_PASSAGE TO READ_:
"""
Disambiguating between the possible senses of a word in the context of a sentence is a fundamental problem in NLP. However, this assumes a universal set of "meanings" to disambiguate between. A more natural but also more practical task is finding a good substitution for a word in context. For example, in the sentence "She went to the bar last night", we know bar means pub, but the word bar has other meanings: a chocolate bar, or a ban/restriction on something.
This repository uses a Word2Vec embedding based on the Google News corpus, made available here and through the gensim library to rank candidate word substitutions by their suitability to the context of the sentence.
- Download the Google News word vectors from here and make sure you have the gensim package installed.
- Make sure you've installed nltk (natural language toolkit) and have downloaded the lin thesaurus and wordnet corpora by executing the following in the python console:
import nltk
,nltk.download('lin_thesaurus')
,nltk.download('wordnet')
from lexsub import LexSub
from gensim.models import KeyedVectors
word2vec_path = "/path/to/GoogleNews-vectors-negative300.bin"
vectors = KeyedVectors.load_word2vec_format(word2vec_path, binary=True)
ls = LexSub(vectors, candidate_generator='lin')
sentence = "She had a drink at the bar"
target = "bar.n"
result = ls.lex_sub(target, sentence)
print(result)
# ['bars', 'pub', 'tavern', 'nightclub', 'restaurant']
"""
_PROBLEMS TO WORK ON_:
1. From the lexical substitution text, reproduce verbatim the part starting with "- Make sure" and going on through "print(result)".
2. Answer these questions using the lexical substitution text:
(a) Which corpus is the Word2Vec embedding based on?
(b) Which two corpora must be downloaded through nltk?
(c) What value is assigned to target in the example code?

_Records for location labeling_:
"""
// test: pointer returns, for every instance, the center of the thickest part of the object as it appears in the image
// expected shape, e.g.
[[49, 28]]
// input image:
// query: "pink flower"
"""
_ANSWERS TO THE TASKS_:
1.
- Make sure you've installed nltk (natural language toolkit) and have downloaded the lin thesaurus and wordnet corpora by executing the following in the python console:
import nltk
,nltk.download('lin_thesaurus')
,nltk.download('wordnet')
from lexsub import LexSub
from gensim.models import KeyedVectors
word2vec_path = "/path/to/GoogleNews-vectors-negative300.bin"
vectors = KeyedVectors.load_word2vec_format(word2vec_path, binary=True)
ls = LexSub(vectors, candidate_generator='lin')
sentence = "She had a drink at the bar"
target = "bar.n"
result = ls.lex_sub(target, sentence)
print(result)

2.
(a) The Google News corpus.
(b) The lin thesaurus and wordnet.
(c) "bar.n"